--- START ---

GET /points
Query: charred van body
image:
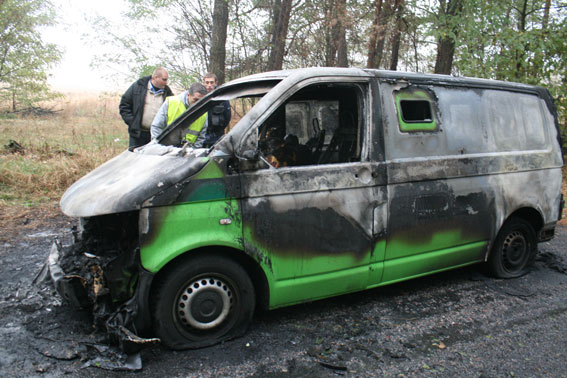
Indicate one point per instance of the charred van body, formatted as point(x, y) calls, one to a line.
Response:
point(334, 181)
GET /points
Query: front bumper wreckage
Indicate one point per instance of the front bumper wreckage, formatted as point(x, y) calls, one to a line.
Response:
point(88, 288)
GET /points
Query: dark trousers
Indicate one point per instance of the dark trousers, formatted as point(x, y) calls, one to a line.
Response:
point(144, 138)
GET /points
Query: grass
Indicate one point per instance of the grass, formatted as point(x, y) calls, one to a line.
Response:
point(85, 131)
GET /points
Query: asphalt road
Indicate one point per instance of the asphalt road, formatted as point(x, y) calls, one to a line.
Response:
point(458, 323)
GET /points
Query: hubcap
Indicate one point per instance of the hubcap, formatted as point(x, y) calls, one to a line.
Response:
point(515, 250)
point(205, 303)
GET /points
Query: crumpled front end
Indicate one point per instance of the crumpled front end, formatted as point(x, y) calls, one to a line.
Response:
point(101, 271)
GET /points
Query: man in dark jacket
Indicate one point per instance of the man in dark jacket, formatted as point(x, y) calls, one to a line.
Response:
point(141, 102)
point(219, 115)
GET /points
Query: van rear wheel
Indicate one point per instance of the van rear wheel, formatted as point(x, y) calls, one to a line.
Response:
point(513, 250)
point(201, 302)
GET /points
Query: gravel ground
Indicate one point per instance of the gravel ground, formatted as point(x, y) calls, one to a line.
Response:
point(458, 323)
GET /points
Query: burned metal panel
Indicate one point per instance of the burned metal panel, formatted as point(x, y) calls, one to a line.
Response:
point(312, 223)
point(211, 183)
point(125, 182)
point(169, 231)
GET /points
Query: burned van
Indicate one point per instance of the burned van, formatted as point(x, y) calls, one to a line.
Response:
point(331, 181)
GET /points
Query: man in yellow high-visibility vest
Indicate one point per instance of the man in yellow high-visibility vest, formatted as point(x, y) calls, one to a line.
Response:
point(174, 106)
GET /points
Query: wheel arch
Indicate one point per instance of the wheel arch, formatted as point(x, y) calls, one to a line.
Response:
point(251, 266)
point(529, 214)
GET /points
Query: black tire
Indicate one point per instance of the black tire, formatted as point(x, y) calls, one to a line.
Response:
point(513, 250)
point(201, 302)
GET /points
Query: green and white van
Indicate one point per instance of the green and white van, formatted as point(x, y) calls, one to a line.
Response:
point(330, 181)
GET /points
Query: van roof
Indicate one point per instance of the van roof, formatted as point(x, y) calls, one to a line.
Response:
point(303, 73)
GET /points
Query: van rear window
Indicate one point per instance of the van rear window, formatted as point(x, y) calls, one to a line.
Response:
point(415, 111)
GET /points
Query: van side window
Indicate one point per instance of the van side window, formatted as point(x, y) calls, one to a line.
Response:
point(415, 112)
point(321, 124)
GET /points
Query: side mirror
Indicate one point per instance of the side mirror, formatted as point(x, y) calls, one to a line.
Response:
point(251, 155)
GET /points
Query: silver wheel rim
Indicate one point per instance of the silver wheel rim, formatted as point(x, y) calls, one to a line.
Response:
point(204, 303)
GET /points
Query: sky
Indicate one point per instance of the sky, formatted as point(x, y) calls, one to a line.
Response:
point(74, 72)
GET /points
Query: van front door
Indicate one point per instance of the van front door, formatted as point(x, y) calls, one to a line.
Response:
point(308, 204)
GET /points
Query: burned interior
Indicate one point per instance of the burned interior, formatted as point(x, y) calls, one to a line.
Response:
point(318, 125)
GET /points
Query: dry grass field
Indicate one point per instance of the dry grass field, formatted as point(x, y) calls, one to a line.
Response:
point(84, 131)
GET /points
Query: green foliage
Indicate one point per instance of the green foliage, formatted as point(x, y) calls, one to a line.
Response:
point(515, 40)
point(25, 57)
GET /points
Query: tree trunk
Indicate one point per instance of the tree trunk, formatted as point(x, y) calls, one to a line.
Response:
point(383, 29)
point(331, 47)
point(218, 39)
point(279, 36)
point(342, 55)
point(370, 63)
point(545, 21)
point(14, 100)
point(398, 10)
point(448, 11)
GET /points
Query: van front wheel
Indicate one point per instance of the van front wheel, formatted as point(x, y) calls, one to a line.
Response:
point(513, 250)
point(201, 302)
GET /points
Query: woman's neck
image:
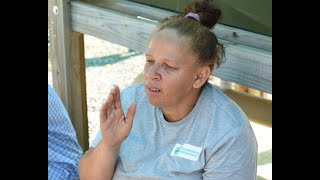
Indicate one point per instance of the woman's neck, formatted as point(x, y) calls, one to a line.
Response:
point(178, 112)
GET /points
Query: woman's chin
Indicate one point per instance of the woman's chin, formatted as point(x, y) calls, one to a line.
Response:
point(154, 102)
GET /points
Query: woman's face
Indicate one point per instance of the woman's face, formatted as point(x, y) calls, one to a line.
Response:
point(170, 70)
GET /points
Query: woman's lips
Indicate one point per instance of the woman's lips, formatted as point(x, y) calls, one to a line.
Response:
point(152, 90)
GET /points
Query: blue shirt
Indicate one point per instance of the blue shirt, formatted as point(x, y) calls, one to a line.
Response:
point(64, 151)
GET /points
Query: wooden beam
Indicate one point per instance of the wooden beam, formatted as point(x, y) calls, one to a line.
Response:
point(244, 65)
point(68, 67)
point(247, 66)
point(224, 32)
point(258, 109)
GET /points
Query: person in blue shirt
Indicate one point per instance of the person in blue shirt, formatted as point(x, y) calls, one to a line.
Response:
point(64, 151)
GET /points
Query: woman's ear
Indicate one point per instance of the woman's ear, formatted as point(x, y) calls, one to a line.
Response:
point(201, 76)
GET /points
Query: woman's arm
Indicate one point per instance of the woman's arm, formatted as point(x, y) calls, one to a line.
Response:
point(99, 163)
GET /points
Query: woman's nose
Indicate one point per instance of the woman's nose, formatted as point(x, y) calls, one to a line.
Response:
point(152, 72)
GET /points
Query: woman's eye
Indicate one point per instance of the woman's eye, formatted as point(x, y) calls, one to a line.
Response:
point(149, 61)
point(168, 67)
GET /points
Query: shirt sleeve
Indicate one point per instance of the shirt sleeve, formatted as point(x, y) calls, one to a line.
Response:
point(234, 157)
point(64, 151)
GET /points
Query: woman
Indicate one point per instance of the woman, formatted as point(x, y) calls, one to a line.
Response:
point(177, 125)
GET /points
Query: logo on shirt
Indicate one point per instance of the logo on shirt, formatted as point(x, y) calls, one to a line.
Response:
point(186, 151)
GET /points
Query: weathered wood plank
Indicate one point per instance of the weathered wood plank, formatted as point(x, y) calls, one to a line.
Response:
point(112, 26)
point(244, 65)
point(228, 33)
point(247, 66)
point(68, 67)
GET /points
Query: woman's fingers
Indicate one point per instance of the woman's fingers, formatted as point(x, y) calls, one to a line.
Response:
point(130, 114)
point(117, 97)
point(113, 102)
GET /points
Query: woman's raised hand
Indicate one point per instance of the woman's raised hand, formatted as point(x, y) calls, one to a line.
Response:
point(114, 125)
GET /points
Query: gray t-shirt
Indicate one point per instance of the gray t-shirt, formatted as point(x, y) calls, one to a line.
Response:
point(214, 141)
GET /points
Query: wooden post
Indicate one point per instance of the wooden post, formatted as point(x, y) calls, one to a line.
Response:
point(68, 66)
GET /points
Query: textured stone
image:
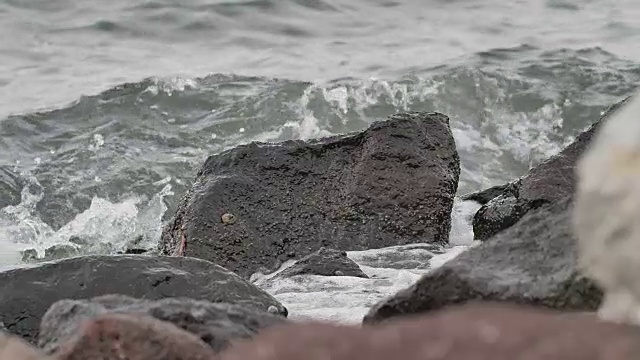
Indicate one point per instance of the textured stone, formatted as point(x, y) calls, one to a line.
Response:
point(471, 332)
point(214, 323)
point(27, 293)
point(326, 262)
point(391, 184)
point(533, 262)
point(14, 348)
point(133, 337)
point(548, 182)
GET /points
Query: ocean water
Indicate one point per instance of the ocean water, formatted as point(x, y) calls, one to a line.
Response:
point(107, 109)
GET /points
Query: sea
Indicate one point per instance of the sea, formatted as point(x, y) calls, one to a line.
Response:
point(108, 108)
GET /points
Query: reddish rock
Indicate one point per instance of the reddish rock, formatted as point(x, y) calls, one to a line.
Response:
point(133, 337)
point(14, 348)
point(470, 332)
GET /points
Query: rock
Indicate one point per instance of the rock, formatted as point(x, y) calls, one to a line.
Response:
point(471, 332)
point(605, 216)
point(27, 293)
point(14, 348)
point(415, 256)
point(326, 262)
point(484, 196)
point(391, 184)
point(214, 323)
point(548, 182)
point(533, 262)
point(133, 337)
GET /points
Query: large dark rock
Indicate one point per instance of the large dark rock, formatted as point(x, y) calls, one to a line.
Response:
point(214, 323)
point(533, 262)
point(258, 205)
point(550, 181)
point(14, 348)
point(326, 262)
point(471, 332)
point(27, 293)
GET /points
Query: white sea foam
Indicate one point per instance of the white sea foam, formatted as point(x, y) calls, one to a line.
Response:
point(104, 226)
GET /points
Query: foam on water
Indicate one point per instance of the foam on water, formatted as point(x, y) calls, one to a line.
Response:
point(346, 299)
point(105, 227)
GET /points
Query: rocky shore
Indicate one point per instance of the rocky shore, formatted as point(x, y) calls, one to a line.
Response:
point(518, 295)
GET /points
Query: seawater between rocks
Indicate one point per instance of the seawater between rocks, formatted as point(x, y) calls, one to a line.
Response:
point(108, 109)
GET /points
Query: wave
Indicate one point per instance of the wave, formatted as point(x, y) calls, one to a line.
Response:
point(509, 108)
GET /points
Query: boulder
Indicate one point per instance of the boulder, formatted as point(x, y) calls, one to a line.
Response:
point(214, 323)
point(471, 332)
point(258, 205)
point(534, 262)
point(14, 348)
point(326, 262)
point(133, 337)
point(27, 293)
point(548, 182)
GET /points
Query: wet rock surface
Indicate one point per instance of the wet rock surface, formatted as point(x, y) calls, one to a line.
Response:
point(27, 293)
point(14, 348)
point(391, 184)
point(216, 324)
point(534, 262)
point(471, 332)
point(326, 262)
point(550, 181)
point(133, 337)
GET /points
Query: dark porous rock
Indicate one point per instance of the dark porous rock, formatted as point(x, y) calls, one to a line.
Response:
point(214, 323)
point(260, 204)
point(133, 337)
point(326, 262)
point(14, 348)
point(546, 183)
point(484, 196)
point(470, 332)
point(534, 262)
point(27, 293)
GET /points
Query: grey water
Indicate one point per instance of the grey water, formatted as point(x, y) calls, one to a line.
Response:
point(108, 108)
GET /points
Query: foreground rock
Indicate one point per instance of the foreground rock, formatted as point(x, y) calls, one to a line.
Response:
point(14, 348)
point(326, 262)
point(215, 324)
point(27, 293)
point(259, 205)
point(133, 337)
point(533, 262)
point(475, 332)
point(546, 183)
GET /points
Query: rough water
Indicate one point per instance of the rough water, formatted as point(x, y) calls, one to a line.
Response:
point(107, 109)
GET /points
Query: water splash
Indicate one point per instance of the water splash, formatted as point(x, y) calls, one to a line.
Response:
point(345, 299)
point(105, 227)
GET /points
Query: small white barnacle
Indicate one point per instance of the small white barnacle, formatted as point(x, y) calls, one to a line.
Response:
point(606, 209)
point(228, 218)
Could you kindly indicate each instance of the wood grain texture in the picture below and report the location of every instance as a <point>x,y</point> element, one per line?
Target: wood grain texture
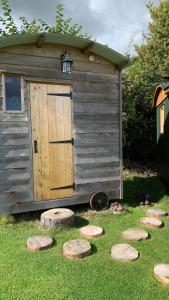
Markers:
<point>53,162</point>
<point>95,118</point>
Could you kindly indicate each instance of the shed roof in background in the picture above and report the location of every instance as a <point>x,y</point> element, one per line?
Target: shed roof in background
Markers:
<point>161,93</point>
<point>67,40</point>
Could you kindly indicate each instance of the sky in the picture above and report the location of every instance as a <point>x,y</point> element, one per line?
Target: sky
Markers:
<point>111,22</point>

--- END ---

__PROBLEM DETAILS__. Using the data above, repeat exactly the lines that begin at the line with "Indicate one point per instance of the ocean" and end at the line with "Query: wave", both ends included.

__RESPONSE TO THIS TASK__.
Indicate one point per instance of the ocean water, formatted as point(x, y) calls, one to a line.
Response:
point(107, 109)
GET /points
Query: sea
Indicate one point per instance of the sea, formatted as point(x, y) calls, one to a line.
Response:
point(108, 108)
GET /points
Query: reddish rock
Indicate one point per instance of the reddish rock, formatted as point(x, y) calls, one to a line.
Response:
point(133, 337)
point(14, 348)
point(470, 332)
GET /points
Query: rock
Indicate one point per instance of the rock, formatted as point(x, y) calls, one to a line.
Response:
point(471, 332)
point(605, 216)
point(27, 293)
point(14, 348)
point(415, 256)
point(326, 262)
point(484, 196)
point(391, 184)
point(214, 323)
point(548, 182)
point(533, 262)
point(133, 337)
GET /points
Query: large dark rock
Indicate one point per instance of the large dark rock, formatted as point(x, y) calls, one to a line.
Response:
point(214, 323)
point(533, 262)
point(258, 205)
point(550, 181)
point(14, 348)
point(326, 262)
point(471, 332)
point(27, 293)
GET /points
Query: white sea foam
Indicate one point per instance of the white sea foam, formatted as point(x, y) calls, one to a line.
Response:
point(104, 226)
GET /points
Query: foam on water
Indicate one point per instance of the foam on water, formatted as point(x, y) calls, one to a line.
Response:
point(346, 299)
point(105, 227)
GET /points
Query: rocky shore
Indicate one point per instance of the rocky shore, formatted as point(x, y) calls, one to a line.
Response:
point(518, 295)
GET /points
Query: seawater between rocks
Indicate one point per instance of the seawater between rocks, formatted as point(x, y) calls, one to a line.
Response:
point(108, 109)
GET /points
Query: wave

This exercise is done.